Requirement: In the copy you make of the entries, no picture should appear, and every word must match.

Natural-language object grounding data
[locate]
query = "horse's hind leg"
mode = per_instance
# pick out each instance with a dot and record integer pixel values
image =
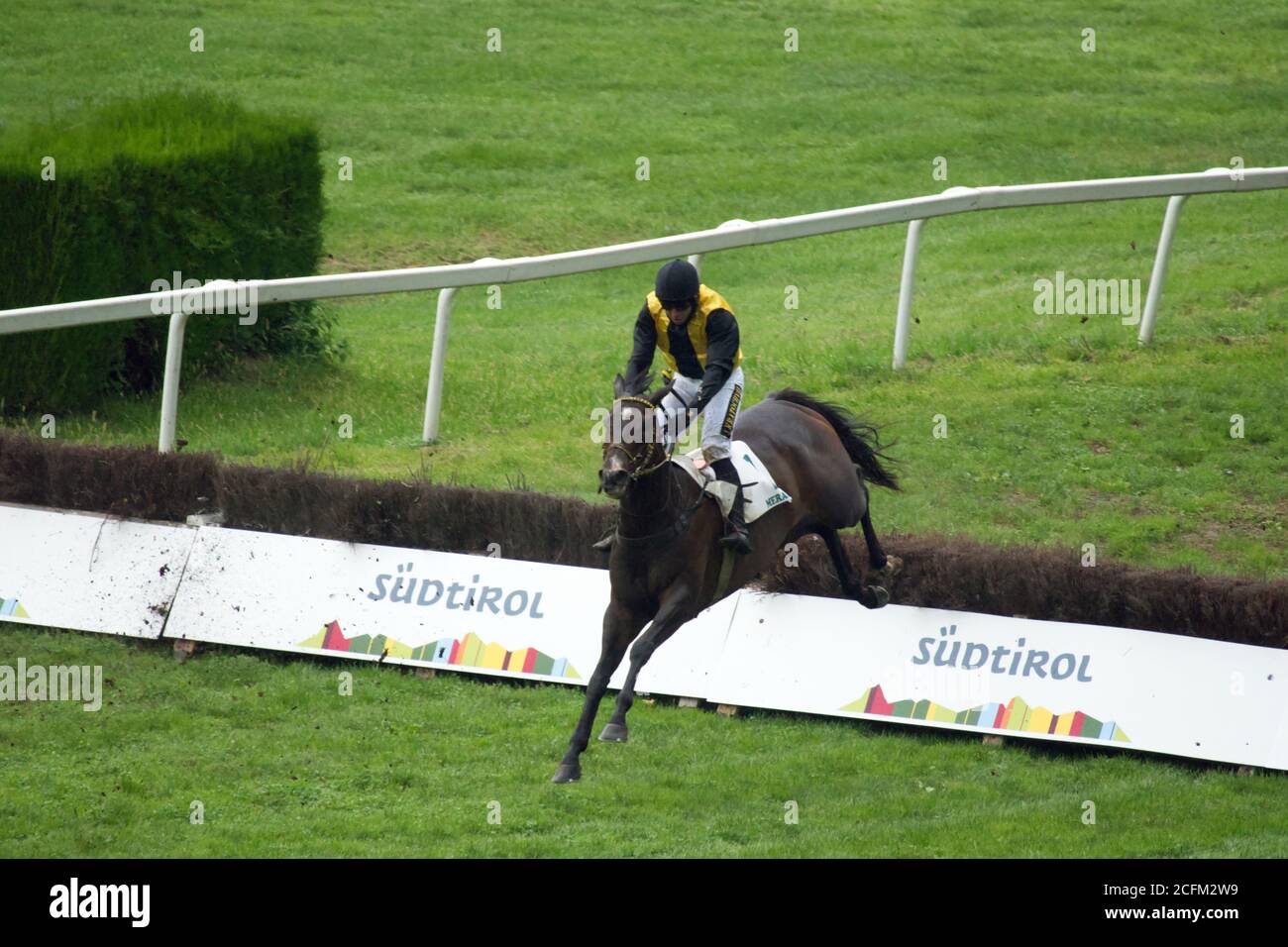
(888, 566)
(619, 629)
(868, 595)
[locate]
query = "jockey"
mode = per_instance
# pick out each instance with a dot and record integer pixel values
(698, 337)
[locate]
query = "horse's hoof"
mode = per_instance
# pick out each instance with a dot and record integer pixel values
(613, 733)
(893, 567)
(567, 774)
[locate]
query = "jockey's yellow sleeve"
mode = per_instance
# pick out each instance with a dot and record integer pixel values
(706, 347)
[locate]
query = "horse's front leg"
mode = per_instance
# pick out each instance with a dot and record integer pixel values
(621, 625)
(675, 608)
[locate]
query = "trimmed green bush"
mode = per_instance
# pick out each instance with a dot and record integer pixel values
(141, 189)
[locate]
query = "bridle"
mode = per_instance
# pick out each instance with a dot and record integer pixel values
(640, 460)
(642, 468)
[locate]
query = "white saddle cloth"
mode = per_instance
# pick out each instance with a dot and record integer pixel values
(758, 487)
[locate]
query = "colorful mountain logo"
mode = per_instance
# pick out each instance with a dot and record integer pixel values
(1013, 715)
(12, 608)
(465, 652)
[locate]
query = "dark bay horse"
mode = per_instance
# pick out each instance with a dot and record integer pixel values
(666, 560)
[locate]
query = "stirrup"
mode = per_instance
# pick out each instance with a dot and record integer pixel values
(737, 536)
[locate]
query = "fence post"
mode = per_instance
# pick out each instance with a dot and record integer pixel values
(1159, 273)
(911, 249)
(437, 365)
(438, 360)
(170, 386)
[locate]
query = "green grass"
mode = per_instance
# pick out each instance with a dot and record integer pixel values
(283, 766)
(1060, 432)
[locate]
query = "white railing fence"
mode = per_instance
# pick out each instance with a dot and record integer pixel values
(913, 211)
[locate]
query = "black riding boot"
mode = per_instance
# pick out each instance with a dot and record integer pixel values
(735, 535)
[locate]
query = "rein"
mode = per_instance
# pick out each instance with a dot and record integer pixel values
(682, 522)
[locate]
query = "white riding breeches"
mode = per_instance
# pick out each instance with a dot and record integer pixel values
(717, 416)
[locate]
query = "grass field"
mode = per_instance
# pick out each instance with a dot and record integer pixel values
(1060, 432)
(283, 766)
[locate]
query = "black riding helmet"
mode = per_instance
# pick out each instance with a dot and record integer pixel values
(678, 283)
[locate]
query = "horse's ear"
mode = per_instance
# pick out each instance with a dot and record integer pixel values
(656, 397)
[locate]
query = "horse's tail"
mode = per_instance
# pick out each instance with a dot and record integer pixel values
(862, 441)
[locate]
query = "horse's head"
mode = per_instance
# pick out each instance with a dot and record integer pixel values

Solution below:
[locate]
query = "horse's hind leg"
mode = per_instance
# pick out each instance with a dot and record integer pixel values
image =
(888, 566)
(619, 629)
(868, 595)
[locate]
query = "jockey"
mode = per_instance
# pick out each instance with a dot and record integer pixel values
(698, 337)
[locate]
query = "horse's hoof"
mode = per_instance
# pick out each instance with a dot and record integer pixel values
(613, 733)
(893, 567)
(567, 774)
[locate]
query = "jockey's yellow sleeve"
mode = per_instance
# pick out each instance with a dot and record integer pixel values
(706, 347)
[locate]
query = "horse's front leg"
mode = per_instance
# pick out each instance with a dot and record integer pixel values
(621, 625)
(675, 608)
[locate]
query = "trimmed green bush"
mode = per_instance
# pick out each instance with a dot and record integer pixel values
(141, 189)
[locate]
query = "bridle"
mode = per_instance
# pick out each instance with a dot and record integer pixel values
(640, 460)
(642, 468)
[locate]
query = "white saddle cloth"
mode = per_instance
# pick out each instance with a dot and record integer pixel values
(758, 487)
[locate]
query = "colorful mountain logo"
mode = per_instance
# pick out each instance with a dot and record integer pixel values
(1013, 715)
(12, 608)
(465, 652)
[locate]
query = "dark bay horse"
mode = per_instance
# pick out each instance with a dot and record integer pixel values
(666, 560)
[locate]
query = "stirrup"
mode = per_instance
# pick out each instance with a dot and record integer pixel values
(737, 536)
[locate]
query = "fence post"
mode = per_instance
# pick out each instance with a dot and record integer pixel values
(1159, 273)
(911, 249)
(437, 365)
(438, 360)
(170, 386)
[locate]
query = "green grass"
mode = per_instance
# pick out each instance with a dot and record integer pixel values
(283, 766)
(1060, 432)
[locate]
query = "white railing fence"
mode = per_instance
# pick out each instance with a dot and record integer pixel values
(913, 211)
[locate]
query = "black riding boot"
mode = per_instance
# pick out each instance with a dot and record integer pixel values
(735, 535)
[locate]
query = "rein"
mode = per_instance
# pick out each instance with a dot and record integer pixel values
(682, 522)
[locate]
query = "white riding breeches"
mode = per_instance
# pick out each instance with a dot and record integer pixel values
(717, 416)
[locate]
query = "grass field"
mode = per_instance
# pick out each instance with a dot and record integer pixel values
(1060, 432)
(283, 766)
[locate]
query = "black riding helmet"
mode = per_instance
# pick out each instance with a dot and record integer pixel values
(678, 283)
[locate]
query = "horse's ear"
mode = per_instance
# pick out each instance with a dot and record integer pixel values
(656, 397)
[locate]
query = "horse's tail"
mode = per_instance
# pick out each instance with a dot and record integer pixel values
(862, 441)
[locate]
query = "horse's head"
mode = per_instance
# pick out each instance with a dot and record integer pixel values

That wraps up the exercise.